• **EXERCISE**
Please rewrite the listing below as a numbered list, skipping any blank lines and leaving out the pictures.
>> begin INPUT RECORDS
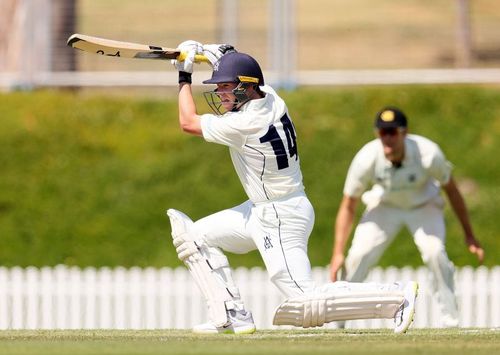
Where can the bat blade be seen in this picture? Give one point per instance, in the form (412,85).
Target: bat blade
(112,48)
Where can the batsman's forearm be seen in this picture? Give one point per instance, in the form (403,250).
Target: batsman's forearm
(188,119)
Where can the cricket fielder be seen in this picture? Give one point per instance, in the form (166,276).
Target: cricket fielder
(254,123)
(399,177)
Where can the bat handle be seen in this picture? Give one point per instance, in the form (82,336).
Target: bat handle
(198,58)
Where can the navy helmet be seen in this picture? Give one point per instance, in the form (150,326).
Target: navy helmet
(236,67)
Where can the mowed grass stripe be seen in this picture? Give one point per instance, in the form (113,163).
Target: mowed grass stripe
(381,341)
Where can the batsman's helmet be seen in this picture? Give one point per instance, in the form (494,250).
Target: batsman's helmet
(236,67)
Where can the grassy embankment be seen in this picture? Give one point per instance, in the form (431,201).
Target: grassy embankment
(86,179)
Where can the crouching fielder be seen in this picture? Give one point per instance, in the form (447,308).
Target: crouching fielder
(277,219)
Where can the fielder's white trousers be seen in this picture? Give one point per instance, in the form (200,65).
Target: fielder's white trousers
>> end INPUT RECORDS
• **ANSWER IN FULL**
1. Where can the bat blade be seen in this picture? Give one point per instance, in the form (412,85).
2. Target: bat blade
3. (112,48)
4. Where can the batsman's forearm be seen in this picture? Give one point per instance, in the form (403,250).
5. Target: batsman's forearm
6. (188,119)
7. Where can the cricket fielder be seen in this picture? Give one point per instance, in the form (166,276).
8. Target: cricket fielder
9. (254,123)
10. (399,177)
11. Where can the bat handle be seen in this picture? Give one point per instance, in the form (82,336).
12. Target: bat handle
13. (198,58)
14. Where can the navy helmet be seen in this picture? Give one point per instance, in the form (150,326).
15. Target: navy helmet
16. (236,67)
17. Where can the mowed grass stripe be seen in this picture? Give one point per instance, in the form (113,163).
18. Target: mowed grass stripe
19. (381,341)
20. Where can the batsman's helmet be seen in this picture? Give one point per instance, in the form (494,250).
21. Target: batsman's helmet
22. (236,67)
23. Where can the grassy embankment be seen in this picture? Give one point per instance, in the form (431,201).
24. Target: grassy embankment
25. (86,179)
26. Where can the crouching fielder be seen in this picture? Give one point per instance, in the form (447,308).
27. Target: crouching fielder
28. (277,219)
29. Where can the fielder's white trousers be seen in this picture? Give one point per instance, in the form (200,65).
30. Target: fielder's white trousers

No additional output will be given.